> **Records shown**

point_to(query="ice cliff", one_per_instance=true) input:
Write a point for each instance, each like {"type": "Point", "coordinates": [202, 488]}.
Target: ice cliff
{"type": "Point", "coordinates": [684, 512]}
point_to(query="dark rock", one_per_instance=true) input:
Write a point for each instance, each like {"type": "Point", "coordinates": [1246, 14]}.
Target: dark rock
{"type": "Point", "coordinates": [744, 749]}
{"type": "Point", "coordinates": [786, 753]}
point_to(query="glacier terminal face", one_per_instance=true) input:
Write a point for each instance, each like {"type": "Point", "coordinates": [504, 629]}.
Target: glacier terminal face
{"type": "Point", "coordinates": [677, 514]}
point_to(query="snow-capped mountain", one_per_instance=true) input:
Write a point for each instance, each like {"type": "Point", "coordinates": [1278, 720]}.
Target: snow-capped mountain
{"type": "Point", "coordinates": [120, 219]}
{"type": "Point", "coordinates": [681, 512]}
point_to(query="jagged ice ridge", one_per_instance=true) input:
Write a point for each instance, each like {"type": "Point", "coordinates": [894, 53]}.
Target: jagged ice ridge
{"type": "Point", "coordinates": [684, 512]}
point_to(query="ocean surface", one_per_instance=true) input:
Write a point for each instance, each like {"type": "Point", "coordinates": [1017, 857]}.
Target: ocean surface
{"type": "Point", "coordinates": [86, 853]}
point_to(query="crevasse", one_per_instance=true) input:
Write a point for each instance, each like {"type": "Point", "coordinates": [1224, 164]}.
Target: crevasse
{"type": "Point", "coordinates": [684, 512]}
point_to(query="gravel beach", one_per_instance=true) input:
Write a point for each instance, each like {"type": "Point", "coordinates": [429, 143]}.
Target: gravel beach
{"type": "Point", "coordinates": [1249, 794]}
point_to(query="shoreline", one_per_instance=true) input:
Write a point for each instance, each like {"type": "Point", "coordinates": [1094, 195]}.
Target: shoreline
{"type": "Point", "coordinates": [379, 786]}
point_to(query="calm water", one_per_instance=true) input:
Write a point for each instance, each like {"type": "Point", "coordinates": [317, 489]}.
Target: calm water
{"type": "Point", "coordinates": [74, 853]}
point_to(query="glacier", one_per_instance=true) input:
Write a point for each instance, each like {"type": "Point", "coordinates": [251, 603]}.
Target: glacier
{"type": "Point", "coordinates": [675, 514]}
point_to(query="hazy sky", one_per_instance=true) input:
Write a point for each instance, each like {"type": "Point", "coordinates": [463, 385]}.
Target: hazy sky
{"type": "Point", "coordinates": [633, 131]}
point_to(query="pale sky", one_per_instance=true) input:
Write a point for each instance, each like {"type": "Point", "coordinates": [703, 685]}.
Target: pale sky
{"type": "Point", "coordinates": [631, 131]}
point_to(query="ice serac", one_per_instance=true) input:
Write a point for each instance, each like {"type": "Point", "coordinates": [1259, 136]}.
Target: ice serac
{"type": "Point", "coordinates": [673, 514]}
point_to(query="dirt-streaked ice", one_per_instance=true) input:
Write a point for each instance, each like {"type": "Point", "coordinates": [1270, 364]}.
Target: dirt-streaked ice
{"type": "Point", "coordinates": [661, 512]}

> **To do**
Give the records above again, word for word.

> **Solution to this task**
point_to(query="ice cliff", one_per_instance=true) input:
Write a point for each instance, each like {"type": "Point", "coordinates": [202, 488]}.
Target: ice cliff
{"type": "Point", "coordinates": [684, 512]}
point_to(query="dark rock", one_per_instance=true) input:
Write a point for each instance, each like {"type": "Point", "coordinates": [1246, 14]}.
Target: dark rock
{"type": "Point", "coordinates": [744, 749]}
{"type": "Point", "coordinates": [786, 753]}
point_to(query="glacier terminal face", one_per_instance=true) input:
Write a point for each instance, each like {"type": "Point", "coordinates": [504, 629]}.
Target: glacier terminal face
{"type": "Point", "coordinates": [677, 514]}
point_to(query="snow-capped mountain", one_per_instance=true) input:
Write a point for each instance, each like {"type": "Point", "coordinates": [1278, 720]}.
Target: snow-capped mountain
{"type": "Point", "coordinates": [120, 219]}
{"type": "Point", "coordinates": [681, 512]}
point_to(query="jagged ice ridge", one_per_instance=true) input:
Write a point for each instance, each like {"type": "Point", "coordinates": [894, 53]}.
Target: jagged ice ridge
{"type": "Point", "coordinates": [684, 512]}
point_to(query="ocean surface", one_per_instance=true) input:
Write a point for each instance, each like {"type": "Point", "coordinates": [1017, 857]}.
Target: ocean surface
{"type": "Point", "coordinates": [86, 853]}
point_to(query="crevasse", one_per_instance=true) input:
Write a point for each instance, each like {"type": "Point", "coordinates": [1224, 164]}.
Target: crevasse
{"type": "Point", "coordinates": [684, 512]}
point_to(query="gravel beach", one_per_instance=true) input:
Write a point for each instance, each like {"type": "Point", "coordinates": [429, 143]}.
Target: gravel beach
{"type": "Point", "coordinates": [1249, 794]}
point_to(query="shoreline", one_per_instance=true) input:
Write a point for each instance, each like {"type": "Point", "coordinates": [1094, 195]}.
Target: shoreline
{"type": "Point", "coordinates": [379, 786]}
point_to(query="calm water", one_per_instance=true) input:
Write a point for each instance, each like {"type": "Point", "coordinates": [317, 489]}.
Target: calm water
{"type": "Point", "coordinates": [74, 853]}
point_to(query="glacier", one_per_instance=true) input:
Write a point for each instance, each like {"type": "Point", "coordinates": [251, 603]}.
Target: glacier
{"type": "Point", "coordinates": [675, 514]}
point_to(query="hazy sky", one_per_instance=true) input:
Write a point for each instance, each like {"type": "Point", "coordinates": [463, 385]}.
Target: hazy sky
{"type": "Point", "coordinates": [633, 131]}
point_to(query="pale sky", one_per_instance=true) input:
Write a point for each instance, each like {"type": "Point", "coordinates": [703, 685]}.
Target: pale sky
{"type": "Point", "coordinates": [631, 131]}
point_to(query="ice serac", one_per_instance=true) input:
Write a point for each instance, each like {"type": "Point", "coordinates": [1259, 136]}.
Target: ice serac
{"type": "Point", "coordinates": [673, 514]}
point_to(query="dirt-streaked ice", one_per_instance=true) input:
Write a point for each instance, each like {"type": "Point", "coordinates": [1270, 364]}.
Target: dirt-streaked ice
{"type": "Point", "coordinates": [661, 512]}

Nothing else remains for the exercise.